> _Problem requirements_
The line with "The goal is", the line with "positive clicks: (374, 224) (350, 249)", and all lines between them in the material below: return these exactly, and no others.

*** Records ***

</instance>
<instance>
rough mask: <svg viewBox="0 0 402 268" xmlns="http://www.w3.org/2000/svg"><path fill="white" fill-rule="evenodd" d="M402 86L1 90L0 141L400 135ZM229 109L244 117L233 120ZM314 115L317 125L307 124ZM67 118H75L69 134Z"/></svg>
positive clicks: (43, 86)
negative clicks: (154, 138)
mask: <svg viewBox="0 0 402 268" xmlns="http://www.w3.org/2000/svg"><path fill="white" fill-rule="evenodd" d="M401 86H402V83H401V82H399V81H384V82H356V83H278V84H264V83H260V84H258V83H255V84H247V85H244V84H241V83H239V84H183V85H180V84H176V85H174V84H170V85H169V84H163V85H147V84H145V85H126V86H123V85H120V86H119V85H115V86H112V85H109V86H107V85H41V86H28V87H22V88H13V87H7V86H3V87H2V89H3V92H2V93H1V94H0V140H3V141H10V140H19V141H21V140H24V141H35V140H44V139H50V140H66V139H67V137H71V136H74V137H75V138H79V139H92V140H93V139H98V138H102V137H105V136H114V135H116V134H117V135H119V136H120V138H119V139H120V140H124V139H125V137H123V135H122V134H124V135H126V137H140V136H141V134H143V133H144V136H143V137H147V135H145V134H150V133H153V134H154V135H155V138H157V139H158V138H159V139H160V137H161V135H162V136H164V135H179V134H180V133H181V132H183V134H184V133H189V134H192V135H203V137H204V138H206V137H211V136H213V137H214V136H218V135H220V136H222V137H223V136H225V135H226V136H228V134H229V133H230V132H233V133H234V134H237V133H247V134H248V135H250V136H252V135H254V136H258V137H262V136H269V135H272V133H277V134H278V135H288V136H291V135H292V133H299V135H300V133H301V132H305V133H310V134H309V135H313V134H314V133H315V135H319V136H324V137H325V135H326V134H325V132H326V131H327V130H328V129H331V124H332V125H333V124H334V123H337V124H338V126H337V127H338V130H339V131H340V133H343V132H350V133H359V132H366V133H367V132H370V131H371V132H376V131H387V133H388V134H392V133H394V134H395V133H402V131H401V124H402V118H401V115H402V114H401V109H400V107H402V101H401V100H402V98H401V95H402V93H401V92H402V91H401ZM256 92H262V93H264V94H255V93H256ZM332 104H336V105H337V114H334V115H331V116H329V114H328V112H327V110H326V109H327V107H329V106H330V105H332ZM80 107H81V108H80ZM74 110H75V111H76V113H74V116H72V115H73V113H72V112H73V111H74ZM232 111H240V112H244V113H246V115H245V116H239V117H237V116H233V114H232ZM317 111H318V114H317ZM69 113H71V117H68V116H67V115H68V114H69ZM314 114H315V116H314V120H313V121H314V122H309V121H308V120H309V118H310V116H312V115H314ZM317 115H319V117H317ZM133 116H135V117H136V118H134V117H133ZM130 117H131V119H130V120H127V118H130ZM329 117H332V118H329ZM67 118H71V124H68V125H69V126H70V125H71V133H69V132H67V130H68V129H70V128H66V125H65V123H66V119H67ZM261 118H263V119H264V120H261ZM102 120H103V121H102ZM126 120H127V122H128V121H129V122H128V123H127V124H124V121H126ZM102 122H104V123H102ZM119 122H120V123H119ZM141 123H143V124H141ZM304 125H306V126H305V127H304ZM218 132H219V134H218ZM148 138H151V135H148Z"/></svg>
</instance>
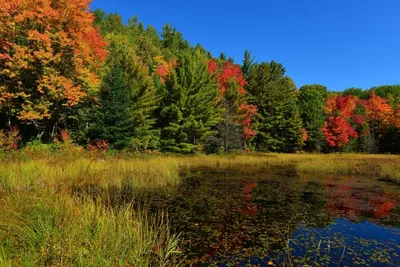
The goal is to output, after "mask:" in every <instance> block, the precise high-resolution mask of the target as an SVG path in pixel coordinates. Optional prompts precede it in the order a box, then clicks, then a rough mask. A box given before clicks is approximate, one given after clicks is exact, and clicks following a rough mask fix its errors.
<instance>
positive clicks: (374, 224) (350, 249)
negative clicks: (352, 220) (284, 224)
mask: <svg viewBox="0 0 400 267" xmlns="http://www.w3.org/2000/svg"><path fill="white" fill-rule="evenodd" d="M291 239H293V240H299V241H300V242H299V244H300V247H299V246H296V245H293V246H292V247H293V248H294V249H295V250H294V252H293V255H294V256H295V257H299V258H301V257H302V256H304V255H305V253H306V250H307V249H308V248H309V247H311V246H312V245H318V243H319V242H320V241H322V242H321V246H320V247H321V249H320V251H321V252H322V255H323V254H324V253H325V254H327V244H328V242H330V244H331V246H332V249H331V253H330V255H331V256H333V257H332V259H333V262H332V264H330V265H328V266H331V265H332V266H333V265H335V266H336V265H337V263H338V260H339V258H340V257H342V253H343V251H344V252H345V254H344V255H343V259H341V260H340V262H341V264H345V265H350V266H351V265H353V264H352V263H353V259H352V257H353V256H354V255H357V254H359V255H364V256H367V257H366V258H365V259H366V260H367V262H368V261H369V258H368V257H371V256H372V255H373V254H374V252H376V251H383V250H385V249H388V251H391V252H396V253H397V254H400V247H398V245H399V244H400V229H399V228H395V227H391V226H383V225H375V224H373V223H370V222H368V221H364V222H358V223H353V222H351V221H349V220H345V219H336V220H335V221H334V222H333V223H332V224H330V225H329V226H327V227H324V228H307V227H304V226H301V225H300V227H299V228H298V229H297V231H296V232H295V233H293V235H292V236H291ZM304 244H307V245H306V247H301V245H303V246H304ZM334 246H336V247H335V248H333V247H334ZM350 252H351V253H350ZM349 253H350V254H349ZM334 254H336V255H334ZM389 254H390V255H391V260H392V262H391V263H389V264H386V263H378V262H374V261H372V262H370V263H371V264H372V266H400V265H399V264H400V257H399V256H398V255H397V256H395V255H393V254H392V253H389ZM369 266H370V265H369Z"/></svg>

*** End of Records ***

> _Result below_
The goal is to output, after "mask:" in every <instance> block, the precise high-resolution mask of the target as an SVG path in pixel coordinates. Optional prompts precede it in the order a box, then clicks, then a rough mask. A box given before clicks is approximate, one given after clicks is exact, and clicks following a rough mask fix its errors.
<instance>
positive clicks: (374, 224) (350, 249)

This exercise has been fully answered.